### [What you are asked to do]
Reproduce the listing exactly, keeping every word as it is.
Source data section start
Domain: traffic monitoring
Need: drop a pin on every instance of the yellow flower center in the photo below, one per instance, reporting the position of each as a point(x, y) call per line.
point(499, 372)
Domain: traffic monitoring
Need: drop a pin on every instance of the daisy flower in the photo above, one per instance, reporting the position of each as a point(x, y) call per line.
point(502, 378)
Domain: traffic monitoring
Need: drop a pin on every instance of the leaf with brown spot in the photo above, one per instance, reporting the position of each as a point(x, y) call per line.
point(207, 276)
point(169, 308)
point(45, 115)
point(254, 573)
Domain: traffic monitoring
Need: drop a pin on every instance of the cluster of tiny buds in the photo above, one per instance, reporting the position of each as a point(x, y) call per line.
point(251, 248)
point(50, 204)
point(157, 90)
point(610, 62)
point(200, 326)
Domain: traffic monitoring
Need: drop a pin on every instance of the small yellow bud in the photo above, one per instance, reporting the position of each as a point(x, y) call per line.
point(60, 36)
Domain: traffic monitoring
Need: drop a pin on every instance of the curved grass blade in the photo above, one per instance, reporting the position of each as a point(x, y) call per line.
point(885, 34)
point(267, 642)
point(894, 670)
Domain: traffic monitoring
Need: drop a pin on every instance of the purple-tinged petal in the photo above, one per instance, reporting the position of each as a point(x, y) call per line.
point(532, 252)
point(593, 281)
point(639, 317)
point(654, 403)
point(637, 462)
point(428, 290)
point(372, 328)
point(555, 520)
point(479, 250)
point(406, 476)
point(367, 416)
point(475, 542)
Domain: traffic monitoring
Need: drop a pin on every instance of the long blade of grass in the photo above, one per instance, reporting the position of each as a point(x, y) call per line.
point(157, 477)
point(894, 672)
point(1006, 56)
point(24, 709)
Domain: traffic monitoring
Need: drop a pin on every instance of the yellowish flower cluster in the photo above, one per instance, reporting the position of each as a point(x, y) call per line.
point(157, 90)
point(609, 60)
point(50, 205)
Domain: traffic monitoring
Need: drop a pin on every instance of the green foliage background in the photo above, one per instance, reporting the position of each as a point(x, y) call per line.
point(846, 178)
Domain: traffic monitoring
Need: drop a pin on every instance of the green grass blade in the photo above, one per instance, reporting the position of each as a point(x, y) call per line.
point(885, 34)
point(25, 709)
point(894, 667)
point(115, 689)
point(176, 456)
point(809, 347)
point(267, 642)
Source data section end
### [Output for this task]
Domain: traffic monitoring
Need: drop a pin on every instance of the yellow flower center in the photo below, one per instance, reporting the position of each as a point(x, y) call per line.
point(499, 372)
Domain: traffic monitoring
Need: drop a pin on every instance of the daisy flower in the photo above, one per instance, reporting the position of each as a point(x, y) call per line.
point(502, 378)
Domain: traffic monitoring
Need: drop a pin on every instance of the leaf with brown spot in the photo above, one per instance, reporting the position of each as a point(x, y) call per line.
point(207, 276)
point(169, 308)
point(45, 115)
point(254, 573)
Domain: traffic monitoring
Need: drop a pin on every instance of the cluster of tiny buds in the photo above, one per instance, reporting the position of each as a point(x, y) call per line.
point(251, 248)
point(50, 204)
point(157, 90)
point(610, 62)
point(200, 326)
Domain: traffic monitoring
Need: drop a pin on every instance of the small yellow bud in the photo above, one per instance, reporting the position of each as a point(x, y) call per line.
point(60, 36)
Domain: traffic monitoring
Need: drop a pin on every instance of the curved grass blade in the photo above, one per instance, reporting the position of each as a point(x, y) call per line.
point(885, 34)
point(267, 642)
point(894, 670)
Domain: traffic monitoring
Need: drop a pin on every instance of the purple-tinged petal in the photo above, one per instance, reporting the position of each as a point(x, y) call per line.
point(532, 252)
point(593, 281)
point(639, 317)
point(654, 403)
point(637, 462)
point(428, 290)
point(372, 328)
point(555, 520)
point(479, 250)
point(406, 476)
point(367, 416)
point(475, 542)
Domain: traffic monitoring
Need: drop a pin on every instance of the long blade of grass in the photo above, one per instance, reporting the position of each as a point(x, y) call per line.
point(157, 477)
point(894, 672)
point(1006, 56)
point(24, 709)
Domain: traffic monitoring
Need: drop a pin on every instance of the yellowish flower cluster in the photo above, one per instance, reporting the position of each as a point(x, y) call per line.
point(157, 90)
point(609, 60)
point(50, 205)
Domain: traffic monitoring
Need: drop a pin on every instance of the green foliage background in the photo above, one per instance, reporting the position of each as a point(x, y) call per line.
point(846, 178)
Domain: traffic monitoring
Need: drop a pin on every instance of the green grass blade in the photo above, one per instance, reporting the position of each as a point(x, y) call per line.
point(885, 34)
point(25, 709)
point(894, 667)
point(115, 689)
point(176, 456)
point(809, 347)
point(267, 642)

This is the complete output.